Pamela Dubos, the chairman of the English department at nearby Bethel Park High School, spent a day here this summer observing this district’s new portfolio-assessment program.

Like a rapidly growing number of schools around the nation, Ms. Dubos said, hers is considering using portfolios as a way of measuring student performance in writing. She wanted an inside look at Pittsburgh’s program, which is further along than most.

“I’m impressed with the amount of resources the Pittsburgh school district put into it, as well as the amount of careful thought,’' she said. “That’s amazing. Some things are implemented in education without careful thought.’'

But Ms. Dubos, who came here during a week when more than two dozen teachers and supervisors were scoring a sample of the portfolios for the district, did not simply see how the process worked. She was part of the process itself, and her observations could help determine if portfolios become part of the assessment repertoire nationally.

Ms. Dubos was one of 20 educators and community officials who were overseeing the portfolio evaluation to ensure that it was done honestly and credibly.

If the “audit team’’ is satisfied with the process--and members expressed strong support for it--it will issue a report to the superintendent verifying the teachers’ results. The results will then be reported to the public as the first districtwide measure of writing performance using the new form of assessment.

The audit team was included in the process to test the notion that portfolios can serve as accountability measures as well as teaching tools, according to Paul G. LeMahieu, the director of the division of research, evaluation, and test development for the Pittsburgh school district.

“The system we have evolved over a four-year period of time, we are absolutely convinced, has a good effect on classroom practice,’' Mr. LeMahieu said. “The question is whether we can get evidence from it to make a good-faith accounting to the public.’'

“I am optimistic at this point,’' he added. “But we don’t have all the questions answered.’'

Dennie Palmer Wolf, a senior research associate at Harvard University’s graduate school of education, said Pittsburgh’s use of an audit system is a “good first step’’ to enable the district to use the new form of assessment as researchers here and elsewhere iron out the rough spots in the technology.

“This is not the end of the world,’' Ms. Wolf said. “What we’ve got here is, how to go on being accountable to the public as they figure out these things.’'

A Bold Step

Portfolio assessment, in which students are evaluated on the basis of work they complete as part of their classroom instruction, has rapidly emerged as a promising alternative to standardized tests as a way of measuring student achievement.

Vermont, for example, this year became the first state to use portfolios as part of its statewide assessment system. The state assessed 4th and 8th graders in mathematics and writing using portfolios, although several districts did not take part in the math assessment. <(See Education Week, May 20, 1992.)

And the National Assessment of Educational Progress in April released the results of a special study that tested the feasibility of conducting a national assessment of students’ in-class writing. (See Education Week, April 22, 1992.)

[DATASET CONTENT]:
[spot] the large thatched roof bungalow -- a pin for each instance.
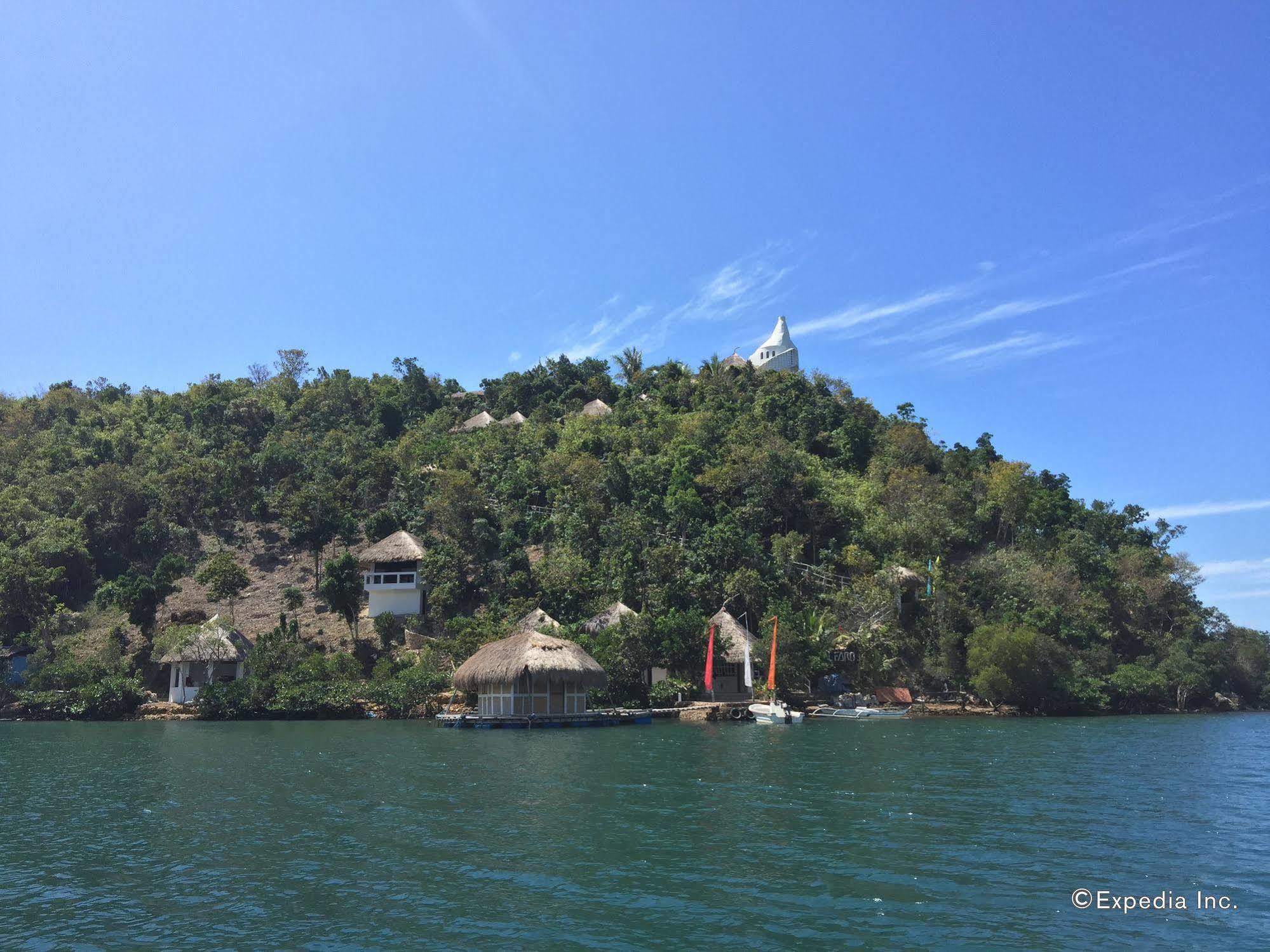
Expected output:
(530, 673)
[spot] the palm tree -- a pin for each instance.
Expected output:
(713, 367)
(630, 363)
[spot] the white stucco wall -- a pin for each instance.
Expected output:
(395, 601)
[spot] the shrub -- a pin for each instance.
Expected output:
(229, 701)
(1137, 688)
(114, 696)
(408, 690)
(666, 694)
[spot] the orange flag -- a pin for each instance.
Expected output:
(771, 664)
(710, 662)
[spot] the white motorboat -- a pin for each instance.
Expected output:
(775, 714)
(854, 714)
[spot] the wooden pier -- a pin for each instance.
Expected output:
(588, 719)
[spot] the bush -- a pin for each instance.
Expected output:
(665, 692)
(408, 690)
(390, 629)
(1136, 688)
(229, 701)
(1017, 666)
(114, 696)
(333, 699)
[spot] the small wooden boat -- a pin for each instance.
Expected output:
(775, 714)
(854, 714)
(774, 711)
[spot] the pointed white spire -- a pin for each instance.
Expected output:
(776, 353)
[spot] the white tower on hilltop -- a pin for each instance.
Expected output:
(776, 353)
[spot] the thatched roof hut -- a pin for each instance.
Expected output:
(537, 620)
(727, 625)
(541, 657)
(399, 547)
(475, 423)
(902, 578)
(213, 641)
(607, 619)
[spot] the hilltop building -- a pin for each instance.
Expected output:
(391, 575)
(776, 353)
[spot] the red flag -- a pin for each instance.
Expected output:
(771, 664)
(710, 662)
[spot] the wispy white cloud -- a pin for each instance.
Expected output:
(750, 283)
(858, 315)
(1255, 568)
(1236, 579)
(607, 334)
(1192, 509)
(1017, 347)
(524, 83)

[TASKS]:
- A) According to the Pittsburgh portfolio article, how many educators and community officials were overseeing the portfolio evaluation?
- B) Using the Pittsburgh portfolio article, explain why the district included an audit team in the scoring process.
- C) Resume the Pittsburgh portfolio article from the point where it stops.
The data above were taken from a separate source.

[RESPONSES]:
- A) Twenty educators and community officials were overseeing it.

- B) The audit team was included to test the idea that portfolios can serve as accountability measures as well as teaching tools. Its members oversaw the evaluation to make sure it was done honestly and credibly, so that the results could be reported to the public.

- C)
Here in Pittsburgh, the effort to use portfolios to gauge student performance began in 1987, when the district teamed up with researchers from Harvard and the Educational Testing Service to develop an unusual system for assessing performance in writing, visual arts, and music classrooms. Funded by the Rockefeller Foundation, the project, known as Arts PROPEL, allowed teachers to monitor student performance over the course of a year by evaluating students’ work and their reflections about the work. (See Education Week, Nov. 16, 1988.)

Since then, the project, now known simply as PROPEL, has spread to mathematics and science classrooms as well.

Roberta Camp, a senior researcher at the E.T.S., said teachers in Pittsburgh took a bold step by suggesting that the district use the portfolios to report student achievement in writing.

“Teachers originally thought portfolios would stand alongside [California Achievement Test] scores,’' Ms. Camp said. “But when CAT scores became the lingua franca of how schools were doing, a lot of language-arts teachers pulled grammar books out of the closet, and stopped asking kids to be reflective about their writing.’'

Typical, Not Exceptional

After pilot-testing the assessment in the 1990-91 school year, the district put it in place over the past year.

Under the program, students in grades 6-12 accumulate a folder of their writing over the course of a year. From the folder, they select a portfolio, which consists of pieces they consider “important,’' “satisfying,’' and “unsatisfying,’' along with any rough drafts and notes from conferences with teachers. They also fill out questionnaires indicating why they chose the pieces.

“I don’t know anybody who asks kids to select a piece that is unsatisfying, to put kids at risk that way,’' said Ms. Camp of the E.T.S. “I wouldn’t advise it, without the support Pittsburgh has generated in classrooms. It takes a lot of work with students for them to feel confident enough’’ to identify a piece as unsatisfying, she noted.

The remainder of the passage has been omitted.